#### Tasks to carry out:
A. Please answer these questions about the TSan volatile write discussion, one per line:
(i) What memory order does the proposed function use for its atomic load and compare-exchange?
(ii) According to the first post, what went wrong with the Herd7 litmus test?
(iii) What total verification time was reported for the run of the litmus test?
B. Write the next part of the TSan volatile write discussion, starting after its final post.

#### Document section:
====
I would like to suggest another attempt for this volatile write:

CAMLreally_no_tsan void __tsan_volatile_write8(void *ptr)
{
  const bool is_atomic = size <= sizeof(long long) && is_aligned(ptr, 8);
  if (is_atomic) {
    /* Signal a relaxed atomic store to TSan. In order not to change the
       semantics of the program, write the last seen value. As these are
       relaxed operations, no synchronization is introduced and the semantics
       over multiple threads should not change. */
    uint64_t value = atomic_load_explicit((_Atomic uint64_t *)ptr, memory_order_relaxed);
    while (!__tsan_atomic64_compare_exchange_weak((volatile uint64_t *)ptr, &value, value,
      memory_order_relaxed, memory_order_relaxed)) {}
  } else
    __tsan_write8(ptr);
}

We've tried to convince ourselves (with @OlivierNicole) that this is correct and tried to prove it with Herd7, but we couldn't (probably because our litmus wasn't correct: it never terminates).

What do you think of this proposal @maranget?

[hernanponcedeleon]

Since the test was causing some issues with herd, I tried it with another similar tool.

> cat litmus/C11/manual/TSan.litmus 
C TSan

{}

P0 (atomic_int* x) {
  int r0 = atomic_load_explicit(x, memory_order_relaxed);
  int r1 = atomic_load_explicit(x, memory_order_relaxed);
}

P1 (atomic_int* x, int* y) {
  *y = atomic_load_explicit(x, memory_order_relaxed);
  while(atomic_compare_exchange_weak_explicit(x, y, *y, memory_order_relaxed, memory_order_relaxed) == 0) {}
  atomic_store_explicit(x, 1, memory_order_relaxed);
}

P2 (atomic_int* x, int* a) {
  *a = atomic_load_explicit(x, memory_order_relaxed);
  while(atomic_compare_exchange_weak_explicit(x, a, *a, memory_order_relaxed, memory_order_relaxed) == 0) {}
  atomic_store_explicit(x, 2, memory_order_relaxed);
}

exists (0:r0=2 /\ 0:r1=0)

> java -jar dartagnan/target/dartagnan.jar --method=assume cat/rc11.cat litmus/C11/manual/TSan.litmus 
Condition exists (0:bv64 r0==bv64(2) && 0:bv64 r1==bv64(0))
No
Total verification time(ms): 393

The result is the same as the variant without the extra loads and whiles, so at least for the program that @maranget sent earlier, the transformation seems to be correct.

[OlivierNicole]

Thank you @hernanponcedeleon for running this!
====
#### Extracted information:
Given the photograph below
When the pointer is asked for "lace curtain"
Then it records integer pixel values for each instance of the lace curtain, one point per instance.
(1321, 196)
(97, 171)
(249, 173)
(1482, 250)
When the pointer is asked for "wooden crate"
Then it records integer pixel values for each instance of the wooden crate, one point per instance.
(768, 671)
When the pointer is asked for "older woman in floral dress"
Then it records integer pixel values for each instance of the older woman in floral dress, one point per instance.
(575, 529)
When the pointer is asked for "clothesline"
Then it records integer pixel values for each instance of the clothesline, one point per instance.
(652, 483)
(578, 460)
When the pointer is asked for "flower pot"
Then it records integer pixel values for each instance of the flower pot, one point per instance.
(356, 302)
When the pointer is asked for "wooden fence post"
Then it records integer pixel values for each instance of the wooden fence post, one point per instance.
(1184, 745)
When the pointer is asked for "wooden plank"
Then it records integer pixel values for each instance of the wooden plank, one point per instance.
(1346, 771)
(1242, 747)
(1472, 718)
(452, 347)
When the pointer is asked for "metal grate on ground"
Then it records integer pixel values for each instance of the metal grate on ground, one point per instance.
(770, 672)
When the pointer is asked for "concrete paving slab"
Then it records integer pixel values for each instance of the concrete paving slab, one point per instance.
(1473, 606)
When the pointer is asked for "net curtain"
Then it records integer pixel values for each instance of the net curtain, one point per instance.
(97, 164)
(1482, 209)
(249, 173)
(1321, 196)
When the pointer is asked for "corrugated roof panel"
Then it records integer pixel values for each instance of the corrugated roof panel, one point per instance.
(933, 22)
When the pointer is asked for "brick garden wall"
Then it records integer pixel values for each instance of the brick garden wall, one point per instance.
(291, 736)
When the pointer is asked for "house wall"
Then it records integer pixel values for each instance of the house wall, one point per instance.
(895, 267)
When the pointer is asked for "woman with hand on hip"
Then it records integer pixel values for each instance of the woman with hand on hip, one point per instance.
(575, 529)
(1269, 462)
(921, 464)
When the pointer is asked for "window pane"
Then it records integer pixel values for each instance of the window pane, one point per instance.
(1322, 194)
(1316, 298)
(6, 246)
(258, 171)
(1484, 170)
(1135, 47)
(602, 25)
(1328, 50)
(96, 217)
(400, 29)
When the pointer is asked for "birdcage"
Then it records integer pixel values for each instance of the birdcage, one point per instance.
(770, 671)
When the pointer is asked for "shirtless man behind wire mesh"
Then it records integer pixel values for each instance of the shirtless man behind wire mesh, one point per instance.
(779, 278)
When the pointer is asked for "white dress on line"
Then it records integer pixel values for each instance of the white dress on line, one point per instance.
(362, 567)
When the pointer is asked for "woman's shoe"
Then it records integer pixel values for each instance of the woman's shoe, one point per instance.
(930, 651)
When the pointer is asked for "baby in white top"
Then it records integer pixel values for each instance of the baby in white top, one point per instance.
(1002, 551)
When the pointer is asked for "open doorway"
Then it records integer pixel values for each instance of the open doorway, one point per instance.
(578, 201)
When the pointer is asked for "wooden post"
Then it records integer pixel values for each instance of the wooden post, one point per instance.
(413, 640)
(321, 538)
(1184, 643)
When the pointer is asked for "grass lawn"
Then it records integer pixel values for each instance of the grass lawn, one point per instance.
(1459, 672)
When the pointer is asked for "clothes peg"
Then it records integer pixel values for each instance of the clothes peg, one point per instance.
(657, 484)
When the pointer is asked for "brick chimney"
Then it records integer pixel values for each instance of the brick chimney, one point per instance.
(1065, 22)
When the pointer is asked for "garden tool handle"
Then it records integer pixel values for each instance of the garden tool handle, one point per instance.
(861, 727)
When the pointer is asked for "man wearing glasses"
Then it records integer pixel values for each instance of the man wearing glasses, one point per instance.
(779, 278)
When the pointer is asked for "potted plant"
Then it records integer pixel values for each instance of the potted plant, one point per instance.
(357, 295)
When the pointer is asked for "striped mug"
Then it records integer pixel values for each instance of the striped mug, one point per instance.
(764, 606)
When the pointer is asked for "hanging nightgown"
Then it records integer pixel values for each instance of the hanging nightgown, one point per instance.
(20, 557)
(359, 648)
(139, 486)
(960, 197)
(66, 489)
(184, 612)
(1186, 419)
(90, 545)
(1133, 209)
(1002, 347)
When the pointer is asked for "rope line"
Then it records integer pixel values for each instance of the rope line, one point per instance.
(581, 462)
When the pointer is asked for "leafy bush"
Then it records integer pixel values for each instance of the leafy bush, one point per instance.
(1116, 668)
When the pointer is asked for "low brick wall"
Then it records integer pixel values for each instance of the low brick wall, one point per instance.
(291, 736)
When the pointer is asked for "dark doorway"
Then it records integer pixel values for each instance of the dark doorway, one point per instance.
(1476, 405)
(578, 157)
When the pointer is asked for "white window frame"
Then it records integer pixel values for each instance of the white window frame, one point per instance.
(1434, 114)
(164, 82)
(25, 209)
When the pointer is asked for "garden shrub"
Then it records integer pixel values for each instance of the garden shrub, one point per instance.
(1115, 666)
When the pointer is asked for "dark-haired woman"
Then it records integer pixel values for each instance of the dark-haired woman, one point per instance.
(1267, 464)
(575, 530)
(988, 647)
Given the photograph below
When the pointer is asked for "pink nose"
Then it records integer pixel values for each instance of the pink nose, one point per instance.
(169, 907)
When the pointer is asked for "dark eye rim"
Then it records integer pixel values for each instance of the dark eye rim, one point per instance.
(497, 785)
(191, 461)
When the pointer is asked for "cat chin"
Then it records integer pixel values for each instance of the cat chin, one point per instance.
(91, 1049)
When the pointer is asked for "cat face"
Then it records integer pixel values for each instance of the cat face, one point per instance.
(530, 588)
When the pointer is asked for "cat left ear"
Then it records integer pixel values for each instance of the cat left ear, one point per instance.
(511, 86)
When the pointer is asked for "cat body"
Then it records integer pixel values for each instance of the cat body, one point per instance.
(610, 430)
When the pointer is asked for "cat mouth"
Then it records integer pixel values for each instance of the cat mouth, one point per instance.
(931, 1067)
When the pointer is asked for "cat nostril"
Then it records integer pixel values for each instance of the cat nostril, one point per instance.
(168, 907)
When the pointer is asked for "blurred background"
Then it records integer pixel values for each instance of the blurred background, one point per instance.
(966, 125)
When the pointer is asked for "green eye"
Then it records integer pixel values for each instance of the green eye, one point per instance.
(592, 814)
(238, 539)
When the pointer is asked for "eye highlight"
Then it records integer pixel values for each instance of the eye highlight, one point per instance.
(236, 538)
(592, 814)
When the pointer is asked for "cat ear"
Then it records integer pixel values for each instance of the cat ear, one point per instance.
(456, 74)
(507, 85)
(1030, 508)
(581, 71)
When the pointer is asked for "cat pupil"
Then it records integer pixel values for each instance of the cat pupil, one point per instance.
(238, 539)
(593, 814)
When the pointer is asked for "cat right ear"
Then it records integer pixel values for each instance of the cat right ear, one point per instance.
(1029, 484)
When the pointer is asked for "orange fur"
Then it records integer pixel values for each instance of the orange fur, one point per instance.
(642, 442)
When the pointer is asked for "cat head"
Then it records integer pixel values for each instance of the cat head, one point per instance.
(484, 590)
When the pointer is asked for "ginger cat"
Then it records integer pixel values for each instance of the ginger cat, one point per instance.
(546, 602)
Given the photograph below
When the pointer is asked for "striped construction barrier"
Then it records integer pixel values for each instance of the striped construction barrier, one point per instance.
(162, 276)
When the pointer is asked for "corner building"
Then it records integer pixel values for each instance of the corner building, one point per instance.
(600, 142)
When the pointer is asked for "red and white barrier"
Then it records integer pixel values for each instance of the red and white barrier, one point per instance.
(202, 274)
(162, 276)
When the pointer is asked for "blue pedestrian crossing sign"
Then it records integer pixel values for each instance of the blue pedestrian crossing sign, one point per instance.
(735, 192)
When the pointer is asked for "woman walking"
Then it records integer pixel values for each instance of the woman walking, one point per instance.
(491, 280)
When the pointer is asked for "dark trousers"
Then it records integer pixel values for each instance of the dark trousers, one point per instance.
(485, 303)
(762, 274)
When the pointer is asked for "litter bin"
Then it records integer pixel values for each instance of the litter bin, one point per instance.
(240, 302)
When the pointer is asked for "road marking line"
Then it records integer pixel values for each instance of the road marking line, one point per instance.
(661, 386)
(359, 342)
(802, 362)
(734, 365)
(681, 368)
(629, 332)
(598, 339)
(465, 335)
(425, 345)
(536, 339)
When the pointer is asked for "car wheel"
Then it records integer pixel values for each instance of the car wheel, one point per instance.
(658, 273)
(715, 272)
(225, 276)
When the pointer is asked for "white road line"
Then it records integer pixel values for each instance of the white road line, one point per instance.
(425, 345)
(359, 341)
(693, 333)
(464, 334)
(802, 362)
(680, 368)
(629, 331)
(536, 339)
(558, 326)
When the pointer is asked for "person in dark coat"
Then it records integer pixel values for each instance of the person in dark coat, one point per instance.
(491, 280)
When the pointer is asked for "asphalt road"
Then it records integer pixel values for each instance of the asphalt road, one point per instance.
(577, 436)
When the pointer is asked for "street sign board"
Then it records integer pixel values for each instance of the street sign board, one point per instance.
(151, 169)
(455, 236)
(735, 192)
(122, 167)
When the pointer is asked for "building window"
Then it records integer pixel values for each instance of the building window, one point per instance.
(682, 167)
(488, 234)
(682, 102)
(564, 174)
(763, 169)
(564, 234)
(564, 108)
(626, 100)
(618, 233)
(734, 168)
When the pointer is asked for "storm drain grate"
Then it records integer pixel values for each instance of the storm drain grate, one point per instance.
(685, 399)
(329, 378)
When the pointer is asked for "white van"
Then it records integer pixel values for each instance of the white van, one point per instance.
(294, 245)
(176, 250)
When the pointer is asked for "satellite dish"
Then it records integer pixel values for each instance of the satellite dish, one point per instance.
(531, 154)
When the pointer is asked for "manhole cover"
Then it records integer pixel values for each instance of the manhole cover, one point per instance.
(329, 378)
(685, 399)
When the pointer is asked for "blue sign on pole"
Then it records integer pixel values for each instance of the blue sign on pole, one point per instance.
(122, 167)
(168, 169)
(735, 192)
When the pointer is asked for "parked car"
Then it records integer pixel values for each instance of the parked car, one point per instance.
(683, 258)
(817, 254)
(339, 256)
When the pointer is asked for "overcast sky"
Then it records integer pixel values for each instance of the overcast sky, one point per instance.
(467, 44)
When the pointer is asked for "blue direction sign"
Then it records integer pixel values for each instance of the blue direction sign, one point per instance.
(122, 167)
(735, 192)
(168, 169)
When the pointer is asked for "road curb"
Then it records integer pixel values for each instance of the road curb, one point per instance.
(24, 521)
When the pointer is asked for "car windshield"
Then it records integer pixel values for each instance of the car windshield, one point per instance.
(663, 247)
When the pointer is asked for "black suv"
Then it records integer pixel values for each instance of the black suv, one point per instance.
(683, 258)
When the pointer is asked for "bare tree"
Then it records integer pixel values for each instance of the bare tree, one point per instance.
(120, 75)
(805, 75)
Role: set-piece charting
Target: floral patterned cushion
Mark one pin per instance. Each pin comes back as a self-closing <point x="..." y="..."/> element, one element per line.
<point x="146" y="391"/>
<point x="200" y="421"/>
====
#### Results of the tasks:
A.
(i) memory_order_relaxed
(ii) It never terminated.
(iii) 393 ms

B.
I can’t find another counterexample; but then, I have a poor track record of making predictions in C11. 😄

[gasche]

As a non-expert I find the code bewildering. It is much more complex than the original proposal, and my uninformed guess would be that the complexity hides the potential issues rather than removing them.

    uint64_t value = atomic_load_explicit((_Atomic uint64_t *)ptr, memory_order_relaxed);
    while (!__tsan_atomic64_compare_exchange_weak((volatile uint64_t *)ptr, &value, value,
      memory_order_relaxed, memory_order_relaxed)) {}

Naive questions:

• For people who are not C atomics experts, what does compare_exchange_weak(ptr, &value, value) do? My guess is that it uses value as the expected value, and replaces it with value, returning false if the value at ptr has changed in the meantime.
• Why do we have a while loop instead of a single exchange call?
• Is it possible that the while loop would not terminate? In particular, if the value of ptr is different (because some other thread changed it and the relaxed load observed a stale value), when does the loop stop?

[anmolsahoo25]

Sorry for barging in the middle of the discussion, but I think translating a volatile write as a __tsan_atomic8_fetch_add should work.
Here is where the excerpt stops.